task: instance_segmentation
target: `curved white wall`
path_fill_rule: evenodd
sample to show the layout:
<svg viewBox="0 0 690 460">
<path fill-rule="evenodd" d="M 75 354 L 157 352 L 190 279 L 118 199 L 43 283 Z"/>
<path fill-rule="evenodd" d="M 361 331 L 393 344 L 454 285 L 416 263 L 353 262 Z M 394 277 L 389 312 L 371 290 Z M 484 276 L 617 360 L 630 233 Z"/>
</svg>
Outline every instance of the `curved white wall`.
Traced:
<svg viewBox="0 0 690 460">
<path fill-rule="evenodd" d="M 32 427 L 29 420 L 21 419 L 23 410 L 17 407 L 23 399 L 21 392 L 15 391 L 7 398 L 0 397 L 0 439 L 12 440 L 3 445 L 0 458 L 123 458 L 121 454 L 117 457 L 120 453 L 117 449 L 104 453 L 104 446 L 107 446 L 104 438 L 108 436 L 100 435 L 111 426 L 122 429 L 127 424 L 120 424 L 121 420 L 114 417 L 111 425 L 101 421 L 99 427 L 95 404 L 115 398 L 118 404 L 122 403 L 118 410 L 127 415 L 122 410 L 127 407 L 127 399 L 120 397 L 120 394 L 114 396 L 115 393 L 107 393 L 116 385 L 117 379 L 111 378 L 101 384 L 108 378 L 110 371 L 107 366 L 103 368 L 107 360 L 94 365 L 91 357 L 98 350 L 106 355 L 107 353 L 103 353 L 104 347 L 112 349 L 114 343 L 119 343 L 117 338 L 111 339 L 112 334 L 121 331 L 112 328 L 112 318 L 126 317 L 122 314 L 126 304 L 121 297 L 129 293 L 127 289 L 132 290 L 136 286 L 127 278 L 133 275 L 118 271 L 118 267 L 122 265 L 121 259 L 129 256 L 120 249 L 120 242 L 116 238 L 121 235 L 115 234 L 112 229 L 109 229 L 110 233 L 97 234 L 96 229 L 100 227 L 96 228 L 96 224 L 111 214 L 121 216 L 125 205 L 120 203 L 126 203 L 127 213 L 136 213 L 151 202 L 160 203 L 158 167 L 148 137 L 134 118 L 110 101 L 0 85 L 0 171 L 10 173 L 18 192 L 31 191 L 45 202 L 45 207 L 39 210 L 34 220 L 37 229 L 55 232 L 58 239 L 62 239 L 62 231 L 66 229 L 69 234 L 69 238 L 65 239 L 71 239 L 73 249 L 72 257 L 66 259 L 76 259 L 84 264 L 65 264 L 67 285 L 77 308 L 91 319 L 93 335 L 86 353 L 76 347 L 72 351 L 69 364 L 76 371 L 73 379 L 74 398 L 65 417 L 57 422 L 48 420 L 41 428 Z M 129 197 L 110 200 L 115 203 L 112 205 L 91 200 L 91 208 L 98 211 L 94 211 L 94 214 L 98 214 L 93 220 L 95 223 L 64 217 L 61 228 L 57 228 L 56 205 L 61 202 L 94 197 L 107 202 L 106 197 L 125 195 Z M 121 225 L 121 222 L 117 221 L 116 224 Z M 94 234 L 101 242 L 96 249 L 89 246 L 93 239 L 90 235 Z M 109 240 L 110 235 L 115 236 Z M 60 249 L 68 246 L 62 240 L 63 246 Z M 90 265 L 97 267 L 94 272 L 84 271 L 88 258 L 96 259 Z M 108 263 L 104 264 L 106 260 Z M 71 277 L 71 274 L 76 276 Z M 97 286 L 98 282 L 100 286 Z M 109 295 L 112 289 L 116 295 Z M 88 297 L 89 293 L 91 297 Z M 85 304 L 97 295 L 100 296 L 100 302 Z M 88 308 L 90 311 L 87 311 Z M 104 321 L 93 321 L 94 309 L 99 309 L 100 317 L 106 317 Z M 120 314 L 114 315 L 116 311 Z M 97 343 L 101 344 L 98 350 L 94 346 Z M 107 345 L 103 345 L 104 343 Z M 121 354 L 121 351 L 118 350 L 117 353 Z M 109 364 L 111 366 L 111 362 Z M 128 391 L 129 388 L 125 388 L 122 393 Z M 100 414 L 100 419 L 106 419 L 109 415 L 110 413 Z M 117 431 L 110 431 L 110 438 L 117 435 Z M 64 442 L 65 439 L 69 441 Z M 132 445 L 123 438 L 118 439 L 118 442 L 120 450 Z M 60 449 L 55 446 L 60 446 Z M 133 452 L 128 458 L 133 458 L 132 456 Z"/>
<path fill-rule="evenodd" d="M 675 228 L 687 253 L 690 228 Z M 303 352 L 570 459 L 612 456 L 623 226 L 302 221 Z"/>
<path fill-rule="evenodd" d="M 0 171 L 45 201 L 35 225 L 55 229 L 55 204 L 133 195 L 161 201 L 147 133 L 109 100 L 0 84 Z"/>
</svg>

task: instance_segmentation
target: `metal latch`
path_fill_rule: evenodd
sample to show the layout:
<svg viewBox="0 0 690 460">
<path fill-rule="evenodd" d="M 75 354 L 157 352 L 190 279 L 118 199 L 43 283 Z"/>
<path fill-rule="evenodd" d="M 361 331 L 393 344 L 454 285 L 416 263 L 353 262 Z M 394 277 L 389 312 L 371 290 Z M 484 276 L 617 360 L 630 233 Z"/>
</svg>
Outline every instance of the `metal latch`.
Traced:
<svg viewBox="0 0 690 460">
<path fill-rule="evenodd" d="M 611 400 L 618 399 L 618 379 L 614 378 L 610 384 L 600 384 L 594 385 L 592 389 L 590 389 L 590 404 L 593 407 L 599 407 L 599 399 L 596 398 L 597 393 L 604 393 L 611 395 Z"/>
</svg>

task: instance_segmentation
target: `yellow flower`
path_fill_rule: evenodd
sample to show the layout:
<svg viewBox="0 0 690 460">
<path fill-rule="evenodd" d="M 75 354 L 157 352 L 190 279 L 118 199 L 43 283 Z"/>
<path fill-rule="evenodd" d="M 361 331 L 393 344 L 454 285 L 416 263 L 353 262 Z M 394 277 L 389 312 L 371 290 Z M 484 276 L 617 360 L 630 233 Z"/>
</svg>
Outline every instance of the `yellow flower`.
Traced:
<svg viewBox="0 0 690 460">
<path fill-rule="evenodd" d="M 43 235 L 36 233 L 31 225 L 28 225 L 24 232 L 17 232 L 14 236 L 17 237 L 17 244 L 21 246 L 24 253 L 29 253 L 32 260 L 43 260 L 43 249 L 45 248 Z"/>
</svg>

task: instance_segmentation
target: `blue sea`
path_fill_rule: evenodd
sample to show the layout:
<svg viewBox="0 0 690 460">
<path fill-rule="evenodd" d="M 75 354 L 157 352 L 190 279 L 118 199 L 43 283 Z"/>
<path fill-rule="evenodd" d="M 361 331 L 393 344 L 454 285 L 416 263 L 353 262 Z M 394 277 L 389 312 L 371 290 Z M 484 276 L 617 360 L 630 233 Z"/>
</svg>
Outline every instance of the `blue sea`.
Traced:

Exercise description: Copy out each line of the material above that contains the word "flower".

Response to the exercise:
target: `yellow flower`
Outline every instance of the `yellow flower`.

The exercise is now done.